(Latihan)
Tulis ulang baris di bawah sebagai daftar bernomor, mulai dari baris pertama hingga baris yang memuat "box: [214, 90, 227, 112]", termasuk baris itu. Baris kosong tidak perlu dimasukkan.

[Item dataset yang tersimpan]
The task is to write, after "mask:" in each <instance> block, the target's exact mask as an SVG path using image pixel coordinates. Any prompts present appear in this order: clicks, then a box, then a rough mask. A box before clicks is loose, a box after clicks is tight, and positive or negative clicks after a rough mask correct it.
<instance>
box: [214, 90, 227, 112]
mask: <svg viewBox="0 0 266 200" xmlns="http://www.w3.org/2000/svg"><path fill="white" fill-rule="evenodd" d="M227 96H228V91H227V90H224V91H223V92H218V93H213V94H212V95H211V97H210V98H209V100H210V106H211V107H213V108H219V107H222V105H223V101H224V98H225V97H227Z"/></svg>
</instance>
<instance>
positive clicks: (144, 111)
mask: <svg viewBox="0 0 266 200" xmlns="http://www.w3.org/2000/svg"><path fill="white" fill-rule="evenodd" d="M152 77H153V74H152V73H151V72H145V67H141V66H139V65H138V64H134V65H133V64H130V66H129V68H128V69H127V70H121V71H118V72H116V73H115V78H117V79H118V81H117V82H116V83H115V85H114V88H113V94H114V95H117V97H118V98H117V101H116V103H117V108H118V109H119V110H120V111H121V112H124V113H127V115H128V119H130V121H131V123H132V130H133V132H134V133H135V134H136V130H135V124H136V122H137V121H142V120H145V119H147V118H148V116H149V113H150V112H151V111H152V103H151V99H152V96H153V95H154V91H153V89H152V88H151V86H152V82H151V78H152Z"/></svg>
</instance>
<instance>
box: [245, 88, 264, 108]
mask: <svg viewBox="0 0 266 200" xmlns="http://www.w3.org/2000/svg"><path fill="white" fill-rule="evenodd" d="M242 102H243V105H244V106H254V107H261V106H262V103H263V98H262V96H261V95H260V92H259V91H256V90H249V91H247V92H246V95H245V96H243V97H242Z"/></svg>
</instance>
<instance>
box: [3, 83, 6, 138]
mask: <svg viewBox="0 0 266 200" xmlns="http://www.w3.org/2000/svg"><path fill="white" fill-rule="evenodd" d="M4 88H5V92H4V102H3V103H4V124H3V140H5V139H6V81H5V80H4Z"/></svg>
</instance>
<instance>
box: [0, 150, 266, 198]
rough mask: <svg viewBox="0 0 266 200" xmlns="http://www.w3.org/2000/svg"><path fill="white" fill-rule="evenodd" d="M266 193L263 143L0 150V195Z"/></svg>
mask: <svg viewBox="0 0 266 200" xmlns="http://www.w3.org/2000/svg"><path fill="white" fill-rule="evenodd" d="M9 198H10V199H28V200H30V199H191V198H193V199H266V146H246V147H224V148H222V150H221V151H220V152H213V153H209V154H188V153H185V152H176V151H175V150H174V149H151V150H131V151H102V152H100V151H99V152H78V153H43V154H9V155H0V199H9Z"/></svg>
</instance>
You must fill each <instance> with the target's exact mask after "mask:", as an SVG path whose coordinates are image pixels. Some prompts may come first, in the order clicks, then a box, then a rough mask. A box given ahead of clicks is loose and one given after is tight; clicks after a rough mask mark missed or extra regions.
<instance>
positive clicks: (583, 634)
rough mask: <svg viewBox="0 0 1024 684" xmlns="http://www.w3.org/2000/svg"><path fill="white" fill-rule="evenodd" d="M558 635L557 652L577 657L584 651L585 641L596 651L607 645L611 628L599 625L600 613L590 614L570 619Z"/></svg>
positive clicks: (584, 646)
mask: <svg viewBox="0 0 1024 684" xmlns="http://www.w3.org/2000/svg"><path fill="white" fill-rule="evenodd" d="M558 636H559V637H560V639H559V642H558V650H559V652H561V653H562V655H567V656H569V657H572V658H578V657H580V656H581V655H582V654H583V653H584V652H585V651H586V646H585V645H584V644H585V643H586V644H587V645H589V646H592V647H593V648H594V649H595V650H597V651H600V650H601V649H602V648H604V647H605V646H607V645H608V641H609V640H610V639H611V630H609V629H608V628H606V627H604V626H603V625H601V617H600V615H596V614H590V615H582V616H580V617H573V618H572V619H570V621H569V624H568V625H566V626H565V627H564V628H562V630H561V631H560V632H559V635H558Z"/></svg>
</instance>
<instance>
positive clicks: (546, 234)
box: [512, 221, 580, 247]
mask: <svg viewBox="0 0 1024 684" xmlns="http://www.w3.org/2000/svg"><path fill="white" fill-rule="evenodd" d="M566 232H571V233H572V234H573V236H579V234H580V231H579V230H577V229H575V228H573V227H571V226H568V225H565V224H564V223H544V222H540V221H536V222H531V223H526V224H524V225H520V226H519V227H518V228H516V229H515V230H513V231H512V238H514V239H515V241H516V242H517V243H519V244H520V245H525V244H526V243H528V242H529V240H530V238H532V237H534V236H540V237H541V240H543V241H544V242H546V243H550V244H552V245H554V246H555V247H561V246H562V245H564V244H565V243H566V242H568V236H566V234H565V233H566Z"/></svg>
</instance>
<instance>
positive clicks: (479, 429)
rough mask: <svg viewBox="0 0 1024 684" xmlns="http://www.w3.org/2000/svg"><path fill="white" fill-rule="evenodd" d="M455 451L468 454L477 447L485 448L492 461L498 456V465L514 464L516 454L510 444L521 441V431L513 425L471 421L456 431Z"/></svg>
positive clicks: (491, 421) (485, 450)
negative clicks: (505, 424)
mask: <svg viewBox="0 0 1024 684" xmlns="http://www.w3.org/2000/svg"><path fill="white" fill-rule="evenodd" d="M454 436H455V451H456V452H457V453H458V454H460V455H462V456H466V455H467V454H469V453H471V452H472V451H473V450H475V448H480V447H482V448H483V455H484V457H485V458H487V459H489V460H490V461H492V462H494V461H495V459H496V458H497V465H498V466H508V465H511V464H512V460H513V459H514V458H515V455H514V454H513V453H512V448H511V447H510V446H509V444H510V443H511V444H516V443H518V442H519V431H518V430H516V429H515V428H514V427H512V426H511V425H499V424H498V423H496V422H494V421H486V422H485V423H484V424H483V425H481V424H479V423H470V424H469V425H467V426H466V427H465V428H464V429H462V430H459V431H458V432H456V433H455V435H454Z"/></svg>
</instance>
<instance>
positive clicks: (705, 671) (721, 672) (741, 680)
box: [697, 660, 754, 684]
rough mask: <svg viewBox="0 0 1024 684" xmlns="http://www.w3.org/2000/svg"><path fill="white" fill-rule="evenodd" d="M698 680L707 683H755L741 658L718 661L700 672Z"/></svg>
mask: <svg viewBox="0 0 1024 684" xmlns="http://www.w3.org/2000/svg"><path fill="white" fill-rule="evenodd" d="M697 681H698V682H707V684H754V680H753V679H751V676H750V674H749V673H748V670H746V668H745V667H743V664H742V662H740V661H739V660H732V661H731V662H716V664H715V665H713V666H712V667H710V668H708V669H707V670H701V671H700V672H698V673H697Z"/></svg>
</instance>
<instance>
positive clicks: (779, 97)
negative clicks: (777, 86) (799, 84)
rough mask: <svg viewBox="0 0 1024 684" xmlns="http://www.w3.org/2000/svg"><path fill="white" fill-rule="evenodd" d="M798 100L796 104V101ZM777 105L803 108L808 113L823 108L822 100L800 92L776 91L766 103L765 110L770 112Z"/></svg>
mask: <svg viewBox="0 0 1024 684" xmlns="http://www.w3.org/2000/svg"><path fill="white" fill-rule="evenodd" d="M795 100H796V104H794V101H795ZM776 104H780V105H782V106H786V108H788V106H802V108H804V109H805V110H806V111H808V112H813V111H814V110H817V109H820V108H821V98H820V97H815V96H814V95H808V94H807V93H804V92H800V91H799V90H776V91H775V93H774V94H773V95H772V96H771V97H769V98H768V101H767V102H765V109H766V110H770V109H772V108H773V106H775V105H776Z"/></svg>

(Jawaban Latihan)
1. The task is to write, after "mask:" in each <instance> block, the target's exact mask as an SVG path using image pixel coordinates. Any prompts present appear in this order: clicks, then a box, then a rough mask. A box before clicks is loose, a box after clicks is tight, and positive or negative clicks after a rough mask correct it.
2. <instance>
3. box: [214, 90, 227, 112]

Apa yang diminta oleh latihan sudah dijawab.